### OBJECTIVE
Could you scale the items from the line with "Query: white cloud" through the end of the items by multiplying every pixel coordinate by 1.5 and rounding each result to a whole number, with halves rounded up? Write those lines out again in full and keep each "Query:" line unchanged.

--- begin ENTRIES SHOWN ---

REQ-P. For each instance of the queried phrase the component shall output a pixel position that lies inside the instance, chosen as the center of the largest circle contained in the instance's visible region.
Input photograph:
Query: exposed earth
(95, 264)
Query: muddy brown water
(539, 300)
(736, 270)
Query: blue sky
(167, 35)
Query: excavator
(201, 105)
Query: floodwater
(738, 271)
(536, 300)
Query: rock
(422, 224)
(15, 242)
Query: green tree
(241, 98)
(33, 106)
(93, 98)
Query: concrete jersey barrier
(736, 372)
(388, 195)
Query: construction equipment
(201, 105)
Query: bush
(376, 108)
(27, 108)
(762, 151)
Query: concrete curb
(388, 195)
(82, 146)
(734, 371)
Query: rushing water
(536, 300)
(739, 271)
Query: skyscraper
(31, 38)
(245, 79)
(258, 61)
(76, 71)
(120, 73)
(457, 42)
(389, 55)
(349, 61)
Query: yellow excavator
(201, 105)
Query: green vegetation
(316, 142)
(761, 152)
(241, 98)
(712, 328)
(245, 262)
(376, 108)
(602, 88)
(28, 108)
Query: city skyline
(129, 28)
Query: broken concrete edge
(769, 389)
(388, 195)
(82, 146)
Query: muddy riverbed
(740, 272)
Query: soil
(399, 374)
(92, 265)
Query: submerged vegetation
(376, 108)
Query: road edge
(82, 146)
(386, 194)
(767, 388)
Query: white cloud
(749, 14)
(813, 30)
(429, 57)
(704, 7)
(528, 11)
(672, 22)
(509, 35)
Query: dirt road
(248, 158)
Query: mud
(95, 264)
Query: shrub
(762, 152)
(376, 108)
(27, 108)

--- end ENTRIES SHOWN ---

### THE RESPONSE
Query: white cloud
(1124, 21)
(1220, 45)
(644, 86)
(1056, 11)
(792, 17)
(1008, 33)
(764, 53)
Query: dirt road
(372, 237)
Query: mud
(143, 396)
Query: shrub
(1143, 228)
(564, 162)
(41, 162)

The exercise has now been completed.